E-commerce return rates are one of the vital metrics of the e-commerce market. Determining your e-commerce return rate can help you find the loopholes in your business and increase company revenue.
In this article, we’ll discuss the e-commerce return rate in-depth and what are the common reasons that increase the return rate. Let’s delve into it.
What is E-commerce Return Rate?
An e-commerce return rate is a metric used to determine the frequency of customers who return products online. It is one of the most critical KPIs that helps business owners find the gaps in their business and work on successful return management strategies.
Any e-commerce business must prioritize its e-commerce return rates data. Companies must try to keep their return rates as low as possible. It highly impacts two significant aspects of e-commerce business –
- Customer satisfaction
How is E-commerce Return Rate Calculated?
The formula for calculating the e-commerce return rate is as follows:-
Return Rate= (Units returned/ Total sales) X 100
For example, a customer orders 1000 t-shirts, out of which 200 t-shirts were returned. Therefore, the return rate of an e-commerce company is:
RR= (200/1000) X 100= 20%
Therefore, the return rate would be 20%.
What Is the Average Return Rate for E-commerce?
The average e-commerce returns rate is 20%. Some industries possess even higher return rates due to the products displayed by each sector. For example, apparel companies have high return rates as customers can only try the clothes after buying.

- _Exercise 1_
Translate this sentence from the article on e-commerce return rates into Spanish: "An e-commerce return rate is a metric used to determine the frequency of customers who return products online."
- _Exercise 2_
Carry the article on e-commerce return rates forward from its last sentence with the next part.
The lines have no part in this work.

- _Raw data_
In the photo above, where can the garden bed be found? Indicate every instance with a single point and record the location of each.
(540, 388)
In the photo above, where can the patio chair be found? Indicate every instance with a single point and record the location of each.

- _Exercise answer 1_
Una tasa de devolución del comercio electrónico es una métrica que se utiliza para determinar la frecuencia de clientes que devuelven productos en línea.

- _Exercise answer 2_
Here is a quick overview of the different return rates of different industries:
|Sports & Outdoors
E-commerce Returns: The Main Causes of Spiraling E-commerce Return Rates
Let’s now look at the reasons why the return rates of an e-commerce business go high:
According to a report published by Mckinsey, up to 70% of the returns are caused due to poor fit or style. One of the most common reasons for product return is the improper size of the product. Since customers don’t get to try any product before buying, it becomes complicated for them to make the final decision to purchase. This is why most of the products are returned due to improper fit.
Faults and imperfections
Online shoppers often face some issues with the quality of products. The description of a product on an online website does not do justice to the actual quality of the product. Even if the product delivers the same quality as mentioned, there are still some imperfections.
Product descriptions, images, camera angles, lighting, etc., often exaggerate product expectations. Sometimes the reality of a product looks completely different from the pictures displayed on the marketplace site, which makes it one of the top reasons for high return rates.
Shoppers sometimes change their minds after placing an order. Consumers face buyer’s remorse or find the product an eyesore once they wear it.
In this scenario, it becomes difficult for entrepreneurs to know the exact reason for the return. However, a proper return management system can rectify this problem. You can also impose specific terms and conditions to lower the return rates.
Purchase arrived late
The fast delivery time is one of the critical features that e-commerce companies offer to increase customer satisfaction. Customers don’t want to wait for their order for too long. They are even ready to pay extra or purchase a subscription for features like same-day delivery.
If the items are delivered too late, it makes them furious, which leads to returning the product because they don’t need it anymore.
Wrong item is shipped
Sometimes, customers get what they didn’t order. It’s quite common in online businesses as details may get mixed up. The error could be in the shipping, packaging, wrong invoices, or anything else. In this case, customers raise return requests.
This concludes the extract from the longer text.